• [Penggalan Teks]:
*****
Sebaliknya kita lebih
sering mendengar pembahasan soal keseriusan dan kemauan politik (political will) pemerintah dari
kebanyakan studi dan advokasi yang ada saat ini. Jawaban dari pembahasan
semacam ini akan mengarahkan pada argumen bahwa niat baik bisa diwujudkan
dalam berbagai bentuk dan tidak dapat ditentukan waktunya. Atau analisa
psikologis atau kepribadian pejabat pemerintah, desas desus tentang latar
belakang pejabat negara, dsb.
*****
• [Instruksi Tertulis A]: Menurut penggalan teks, apa yang lebih sering dibahas oleh kebanyakan studi dan advokasi yang ada saat ini?

Data pelabelan titik berbasis foto
*****
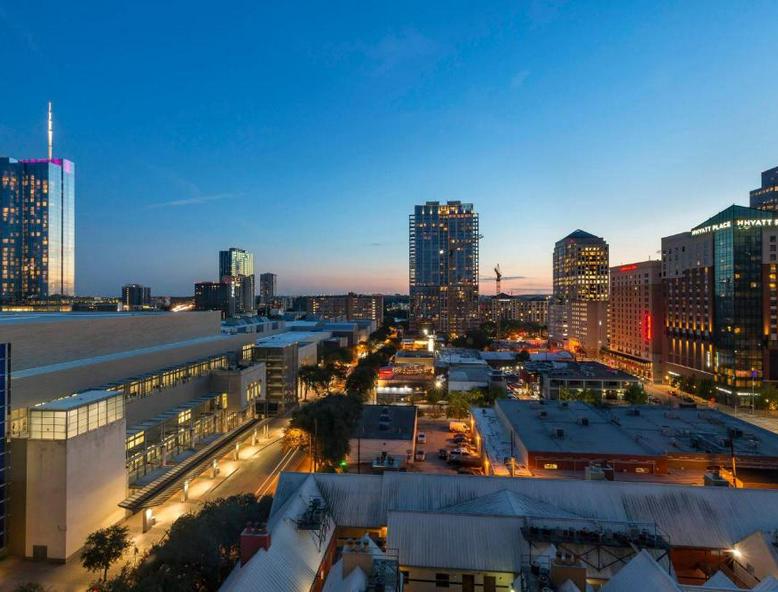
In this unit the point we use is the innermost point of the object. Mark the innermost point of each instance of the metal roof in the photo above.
(457, 541)
(705, 517)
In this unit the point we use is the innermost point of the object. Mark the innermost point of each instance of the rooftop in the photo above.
(387, 422)
(291, 338)
(9, 318)
(76, 401)
(644, 430)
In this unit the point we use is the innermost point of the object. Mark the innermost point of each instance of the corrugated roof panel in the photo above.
(457, 541)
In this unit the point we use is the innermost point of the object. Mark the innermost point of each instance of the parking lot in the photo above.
(438, 436)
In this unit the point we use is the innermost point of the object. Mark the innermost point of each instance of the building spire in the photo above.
(51, 135)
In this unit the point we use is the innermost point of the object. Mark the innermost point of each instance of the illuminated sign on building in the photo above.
(743, 224)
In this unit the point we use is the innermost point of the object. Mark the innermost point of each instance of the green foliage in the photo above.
(329, 423)
(30, 587)
(104, 547)
(459, 403)
(635, 395)
(199, 551)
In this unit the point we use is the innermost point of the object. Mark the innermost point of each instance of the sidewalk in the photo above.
(256, 470)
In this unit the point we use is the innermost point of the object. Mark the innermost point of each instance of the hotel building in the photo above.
(722, 311)
(766, 197)
(443, 265)
(636, 319)
(578, 311)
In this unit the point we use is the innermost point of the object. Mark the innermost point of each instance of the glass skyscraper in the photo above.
(443, 267)
(37, 229)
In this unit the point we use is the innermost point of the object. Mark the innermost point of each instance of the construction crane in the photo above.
(498, 277)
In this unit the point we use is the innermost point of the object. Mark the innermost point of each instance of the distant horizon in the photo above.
(311, 149)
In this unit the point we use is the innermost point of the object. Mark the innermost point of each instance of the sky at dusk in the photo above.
(306, 132)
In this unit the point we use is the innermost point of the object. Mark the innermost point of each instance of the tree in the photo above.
(767, 398)
(199, 551)
(635, 395)
(30, 587)
(103, 547)
(459, 403)
(329, 424)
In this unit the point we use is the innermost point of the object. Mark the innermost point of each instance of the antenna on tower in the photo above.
(51, 135)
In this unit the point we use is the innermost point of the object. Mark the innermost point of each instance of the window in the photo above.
(468, 583)
(441, 580)
(490, 584)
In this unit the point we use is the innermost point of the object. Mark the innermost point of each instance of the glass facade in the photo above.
(51, 422)
(37, 234)
(443, 268)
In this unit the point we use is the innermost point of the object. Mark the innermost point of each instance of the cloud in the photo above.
(519, 78)
(191, 201)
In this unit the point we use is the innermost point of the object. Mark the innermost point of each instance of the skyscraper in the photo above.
(37, 229)
(578, 312)
(267, 287)
(766, 197)
(443, 267)
(236, 267)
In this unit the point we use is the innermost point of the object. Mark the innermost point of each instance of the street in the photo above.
(256, 471)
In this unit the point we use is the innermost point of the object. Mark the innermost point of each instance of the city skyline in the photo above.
(526, 112)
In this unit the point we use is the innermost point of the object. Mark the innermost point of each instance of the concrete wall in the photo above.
(56, 381)
(65, 489)
(236, 382)
(68, 336)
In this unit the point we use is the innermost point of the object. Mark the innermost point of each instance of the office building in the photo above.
(37, 230)
(5, 411)
(766, 197)
(444, 267)
(267, 288)
(103, 402)
(339, 532)
(347, 307)
(721, 292)
(578, 311)
(135, 297)
(526, 308)
(636, 308)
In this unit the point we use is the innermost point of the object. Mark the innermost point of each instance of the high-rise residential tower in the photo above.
(267, 287)
(236, 267)
(578, 312)
(766, 197)
(37, 229)
(444, 267)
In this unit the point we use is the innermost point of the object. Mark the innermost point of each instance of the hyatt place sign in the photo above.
(743, 224)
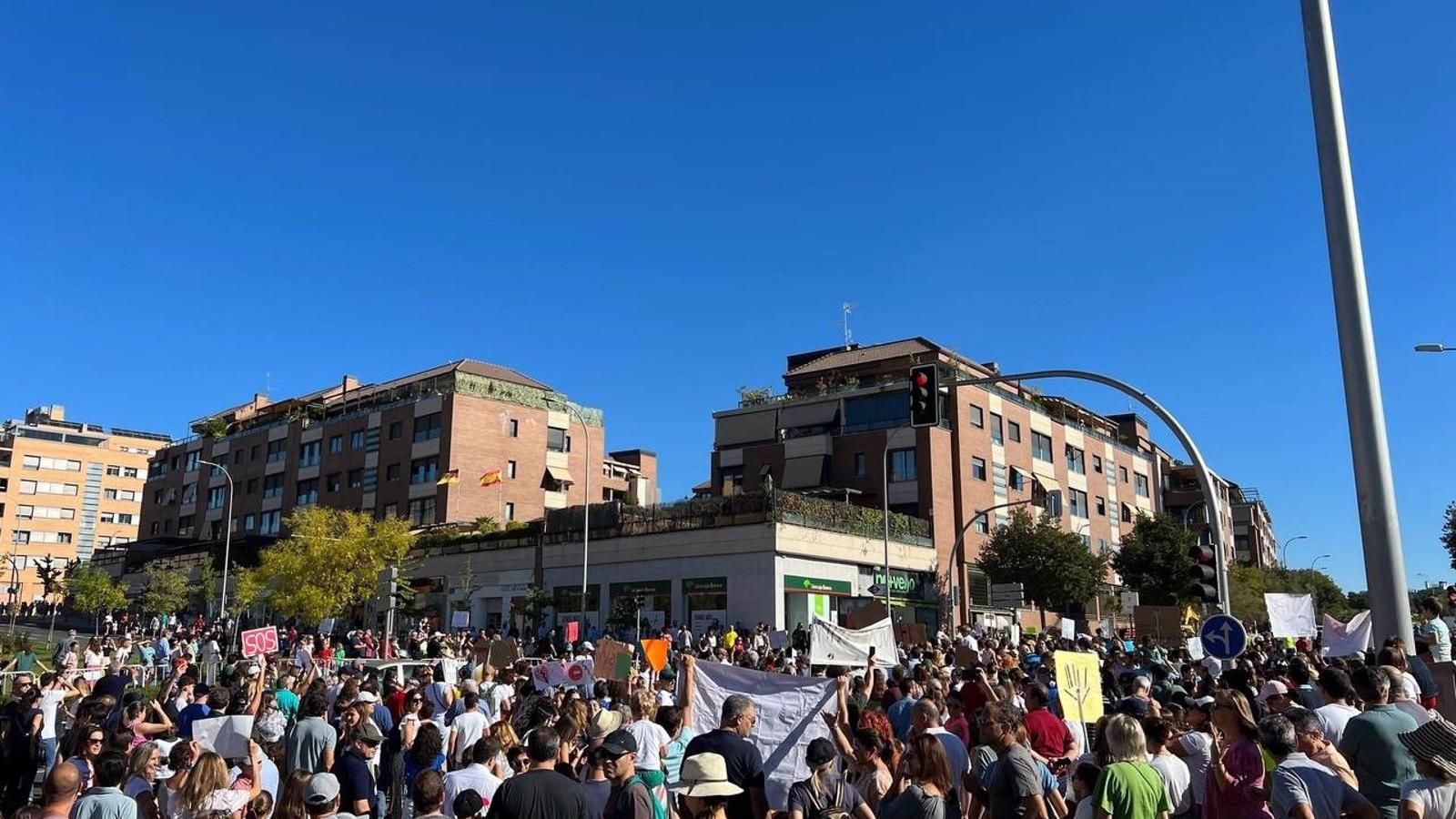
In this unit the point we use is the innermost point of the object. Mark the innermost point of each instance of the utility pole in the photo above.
(1365, 411)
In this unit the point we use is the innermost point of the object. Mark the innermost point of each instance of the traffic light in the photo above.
(1205, 574)
(925, 397)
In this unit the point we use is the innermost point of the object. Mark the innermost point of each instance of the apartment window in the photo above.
(424, 470)
(422, 511)
(1040, 446)
(902, 465)
(309, 453)
(427, 428)
(1077, 460)
(1077, 503)
(308, 491)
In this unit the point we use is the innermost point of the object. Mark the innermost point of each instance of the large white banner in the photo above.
(788, 710)
(1344, 639)
(837, 646)
(1290, 615)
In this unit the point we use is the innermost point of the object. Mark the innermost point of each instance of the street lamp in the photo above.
(228, 537)
(1285, 560)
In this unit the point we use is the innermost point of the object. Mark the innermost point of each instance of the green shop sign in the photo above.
(815, 584)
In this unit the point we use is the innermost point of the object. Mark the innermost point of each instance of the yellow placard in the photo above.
(1079, 687)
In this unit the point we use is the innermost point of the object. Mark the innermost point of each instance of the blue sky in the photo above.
(652, 205)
*****
• [Instruksi Tertulis B]: Bisakah Anda mengonversi entri, mulai dari baris yang memuat "lamp in the photo above." sampai akhir entri, menjadi daftar JSON berisi string dengan satu string untuk setiap baris dan tanpa baris kosong?

• [Penyelesaian Soal A]: Keseriusan dan kemauan politik (political will) pemerintah.

• [Penyelesaian Soal B]:
[
  "In this unit the point we use is the innermost point of the object. Mark the innermost point of each instance of the street lamp in the photo above.",
  "(228, 537)",
  "(1285, 560)",
  "In this unit the point we use is the innermost point of the object. Mark the innermost point of each instance of the green shop sign in the photo above.",
  "(815, 584)",
  "In this unit the point we use is the innermost point of the object. Mark the innermost point of each instance of the yellow placard in the photo above.",
  "(1079, 687)",
  "In this unit the point we use is the innermost point of the object. Mark the innermost point of each instance of the blue sky in the photo above.",
  "(652, 205)"
]